▶ _PASSAGE_:
Create a dataframe of scored pairwise comparisons using the parameters of the linkage model.

Uses the blocking rules specified in the blocking_rules_to_generate_predictions key of the settings to generate the pairwise comparisons.

Parameters:

Name Type Description Default
threshold_match_probability float

If specified, filter the results to include only pairwise comparisons with a match_probability above this threshold. Defaults to None.

None
threshold_match_weight float

If specified, filter the results to include only pairwise comparisons with a match_weight above this threshold. Defaults to None.

None
materialise_after_computing_term_frequencies bool

If true, Splink will materialise the table containing the input nodes (rows) joined to any term frequencies which have been asked for in the settings object. If False, this will be computed as part of a large CTE pipeline. Defaults to True

True
materialise_blocked_pairs bool

In the blocking phase, materialise the table of pairs of records that will be scored

True

Examples:

linker = linker(df, "saved_settings.json", db_api=db_api)
splink_df = linker.inference.predict(threshold_match_probability=0.95)
splink_df.as_pandas_dataframe(limit=5)

find_matches_to_new_records(records_or_tablename, blocking_rules=[], match_weight_threshold=-4)

Given one or more records, find records in the input dataset(s) which match and return in order of the Splink prediction score.

This effectively provides a way of searching the input datasets for given record(s)

Parameters:

Name Type Description Default
records_or_tablename List[dict]

Input search record(s) as list of dict, or a table registered to the database.

required
blocking_rules list

Blocking rules to select which records to find and score. If [], do not use a blocking rule - meaning the input records will be compared to all records provided to the linker when it was instantiated. Defaults to [].

[]
match_weight_threshold int

Return matches with a match weight above this threshold. Defaults to -4.

-4

Examples:

linker = Linker(df, "saved_settings.json", db_api=db_api)

# You should load or pre-compute tf tables for any tables with
# term frequency adjustments
linker.table_management.compute_tf_table("first_name")

▶ _RECORDS PROVIDED_:

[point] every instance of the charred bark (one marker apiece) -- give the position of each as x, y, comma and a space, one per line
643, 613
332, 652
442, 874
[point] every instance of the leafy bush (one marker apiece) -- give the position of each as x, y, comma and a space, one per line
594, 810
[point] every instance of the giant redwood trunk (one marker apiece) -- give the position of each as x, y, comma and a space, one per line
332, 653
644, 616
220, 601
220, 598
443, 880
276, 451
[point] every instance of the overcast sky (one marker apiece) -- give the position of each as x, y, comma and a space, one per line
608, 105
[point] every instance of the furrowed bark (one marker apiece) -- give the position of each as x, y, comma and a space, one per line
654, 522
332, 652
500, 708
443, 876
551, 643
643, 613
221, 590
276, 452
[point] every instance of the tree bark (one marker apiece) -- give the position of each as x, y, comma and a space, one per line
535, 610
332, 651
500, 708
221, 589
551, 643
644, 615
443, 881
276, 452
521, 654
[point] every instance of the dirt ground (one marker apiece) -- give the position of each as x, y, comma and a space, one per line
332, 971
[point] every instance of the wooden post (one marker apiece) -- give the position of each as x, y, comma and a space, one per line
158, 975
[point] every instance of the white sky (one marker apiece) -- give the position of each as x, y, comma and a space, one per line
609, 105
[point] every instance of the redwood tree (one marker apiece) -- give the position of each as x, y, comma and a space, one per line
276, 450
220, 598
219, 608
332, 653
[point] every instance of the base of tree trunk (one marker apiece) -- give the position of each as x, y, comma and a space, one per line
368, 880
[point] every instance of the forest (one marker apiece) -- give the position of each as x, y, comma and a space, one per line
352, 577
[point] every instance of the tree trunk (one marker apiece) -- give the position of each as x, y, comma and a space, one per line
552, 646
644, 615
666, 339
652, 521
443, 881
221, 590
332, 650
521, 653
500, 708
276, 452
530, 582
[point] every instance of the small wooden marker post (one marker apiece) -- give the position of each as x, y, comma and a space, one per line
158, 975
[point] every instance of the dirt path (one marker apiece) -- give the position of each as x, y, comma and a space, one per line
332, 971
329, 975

▶ _PROBLEMS TO SOLVE_:
1 > Render the records from the line containing "[point] every instance of the dirt path" through the end of the records as a two-column CSV with the columns request and answer, one row per request. Put each request's text and its answer in a single quoted field, with line breaks replaced by spaces.
2 > Continue the Splink linker documentation from its last line.
The documentation text and the records come from separate, unrelated sources.

▶ _TASK-BY-TASK OUTPUTS_:
1 >
request,answer
"[point] every instance of the dirt path (one marker apiece) -- give the position of each as x, y, comma and a space, one per line","332, 971 329, 975"

2 >
# OR
linker.table_management.register_term_frequency_lookup(df, "first_name")

record = {'unique_id': 1,
    'first_name': "John",
    'surname': "Smith",
    'dob': "1971-05-24",
    'city': "London",
    'email': "john@smith.net"
    }
df = linker.inference.find_matches_to_new_records(
    [record], blocking_rules=[]
)

Returns:

Name Type Description
SplinkDataFrame SplinkDataFrame

The pairwise comparisons.

compare_two_records(record_1, record_2, include_found_by_blocking_rules=False)

Use the linkage model to compare and score a pairwise record comparison based on the two input records provided.

If your inputs contain multiple rows, scores for the cartesian product of the two inputs will be returned.

If your inputs contain hardcoded term frequency columns (e.g. a tf_first_name column), then these values will be used instead of any provided term frequency lookup tables. or term frequency values derived from the input data.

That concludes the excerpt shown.